Goal
Copy out everything in the records below, character for character, from the line containing "Could you please pick out the metal" down to the last line of the records.
****************************************
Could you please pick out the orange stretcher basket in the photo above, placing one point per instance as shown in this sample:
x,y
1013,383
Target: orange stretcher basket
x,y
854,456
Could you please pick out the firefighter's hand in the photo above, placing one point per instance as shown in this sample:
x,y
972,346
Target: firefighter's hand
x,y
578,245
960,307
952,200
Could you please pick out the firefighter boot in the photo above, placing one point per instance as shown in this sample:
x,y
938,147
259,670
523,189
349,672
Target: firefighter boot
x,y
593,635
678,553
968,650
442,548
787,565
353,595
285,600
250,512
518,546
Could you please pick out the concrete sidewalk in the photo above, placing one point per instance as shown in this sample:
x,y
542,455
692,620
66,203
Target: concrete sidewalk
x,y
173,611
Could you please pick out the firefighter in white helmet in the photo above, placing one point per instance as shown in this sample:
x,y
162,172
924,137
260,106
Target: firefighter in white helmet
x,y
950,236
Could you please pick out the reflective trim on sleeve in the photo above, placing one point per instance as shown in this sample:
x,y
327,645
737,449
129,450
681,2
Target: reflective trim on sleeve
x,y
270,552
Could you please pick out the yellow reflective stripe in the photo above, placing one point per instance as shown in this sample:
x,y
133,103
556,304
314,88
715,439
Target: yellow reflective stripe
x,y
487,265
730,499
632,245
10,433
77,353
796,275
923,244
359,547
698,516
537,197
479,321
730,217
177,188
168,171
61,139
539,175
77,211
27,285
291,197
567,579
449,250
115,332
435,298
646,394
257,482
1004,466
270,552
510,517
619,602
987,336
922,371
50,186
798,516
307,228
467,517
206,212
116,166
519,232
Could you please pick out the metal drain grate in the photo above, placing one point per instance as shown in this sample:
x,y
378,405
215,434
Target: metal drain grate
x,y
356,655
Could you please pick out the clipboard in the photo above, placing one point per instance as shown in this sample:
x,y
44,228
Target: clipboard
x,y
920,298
****************************************
Solution below
Could you please pick out the metal drain grate in the photo above, placing one point per instance as shown in this sample:
x,y
378,405
215,434
Target: metal drain grate
x,y
356,655
Could you please pick out the clipboard in the photo above, placing one point per instance as shown in this sample:
x,y
44,228
Target: clipboard
x,y
920,298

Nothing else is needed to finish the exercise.